INSTRUCTIONS FOR THE TASK. Your output should contain every record, unchanged.

DATA SHOWN.
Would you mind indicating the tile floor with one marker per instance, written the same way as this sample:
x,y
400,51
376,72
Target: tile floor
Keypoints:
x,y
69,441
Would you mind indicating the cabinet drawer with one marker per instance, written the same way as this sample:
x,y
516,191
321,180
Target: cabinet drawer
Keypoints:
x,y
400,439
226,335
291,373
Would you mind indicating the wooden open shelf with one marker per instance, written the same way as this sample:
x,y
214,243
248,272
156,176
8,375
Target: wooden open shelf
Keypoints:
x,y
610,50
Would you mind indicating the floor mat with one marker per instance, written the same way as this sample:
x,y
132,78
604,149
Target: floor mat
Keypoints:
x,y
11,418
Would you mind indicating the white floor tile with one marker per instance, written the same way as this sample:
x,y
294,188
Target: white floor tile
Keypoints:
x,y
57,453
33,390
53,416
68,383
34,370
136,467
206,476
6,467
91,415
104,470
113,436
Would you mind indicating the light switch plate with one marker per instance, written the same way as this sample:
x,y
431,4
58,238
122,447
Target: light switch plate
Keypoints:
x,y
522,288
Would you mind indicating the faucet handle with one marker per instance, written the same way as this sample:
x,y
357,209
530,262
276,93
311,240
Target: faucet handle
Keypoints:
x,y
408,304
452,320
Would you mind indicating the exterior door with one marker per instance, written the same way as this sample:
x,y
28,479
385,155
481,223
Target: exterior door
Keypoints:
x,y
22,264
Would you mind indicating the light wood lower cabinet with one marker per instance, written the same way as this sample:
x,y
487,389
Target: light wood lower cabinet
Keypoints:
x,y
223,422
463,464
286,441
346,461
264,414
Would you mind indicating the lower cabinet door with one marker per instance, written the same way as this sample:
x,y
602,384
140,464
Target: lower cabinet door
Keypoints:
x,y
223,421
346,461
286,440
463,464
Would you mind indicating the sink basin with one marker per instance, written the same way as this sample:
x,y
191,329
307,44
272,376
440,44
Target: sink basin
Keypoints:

OUTPUT OF THE TASK.
Would you mind indicating the tile floor with one marker per instance, written the same way as this sample:
x,y
400,51
376,72
Target: tile floor
Keypoints:
x,y
69,441
Would you mind indicating the cabinet drawer with one marker per instance, written the same way as this sample:
x,y
516,191
321,180
Target: cabinet drawer
Keypoints:
x,y
400,439
226,335
291,373
Would you mind indicating the wooden open shelf with one marker per instance, written the same way as this sample:
x,y
214,243
248,272
156,176
8,375
Target: wooden open shelf
Keypoints:
x,y
610,50
Would you mind indicating the floor mat with one marker per instance, written the same way as this sample:
x,y
132,78
604,149
Target: floor mat
Keypoints:
x,y
11,418
Would you mind indicating the white floor tile with one marker per instance, written the same way as this sample:
x,y
294,188
Target: white floor tile
Keypoints:
x,y
57,453
33,390
53,416
68,383
34,370
136,467
206,476
6,467
91,415
104,470
113,436
Would you mind indicating the light switch plate with one marker per instance, written the same way as this sample:
x,y
431,4
58,238
122,447
Target: light switch plate
Keypoints:
x,y
522,288
Would you mind indicating the faucet handle with one marker per instance, written the same way as this sample:
x,y
357,209
530,262
276,93
311,240
Target: faucet handle
Keypoints:
x,y
408,304
452,320
Would you mind indicating the exterior door with one marker per instance, written the same way as this sample:
x,y
28,479
385,155
481,223
Target: exterior door
Keypoints:
x,y
22,264
Would you mind indicating the light wood lower cabinet with one marker per instance, written the same way as this sample:
x,y
487,389
Target: light wood lower cabinet
Keypoints:
x,y
223,422
463,464
286,441
346,461
264,414
Would you mind indicating the lower cabinet door with one marker per instance, written the same way as this sample:
x,y
602,384
140,464
Target: lower cabinet door
Keypoints:
x,y
223,421
346,461
286,440
463,464
Would you mind indicating the sink basin with one marker per instance, written the same way as this sample:
x,y
191,329
307,44
272,376
440,44
Target: sink basin
Keypoints:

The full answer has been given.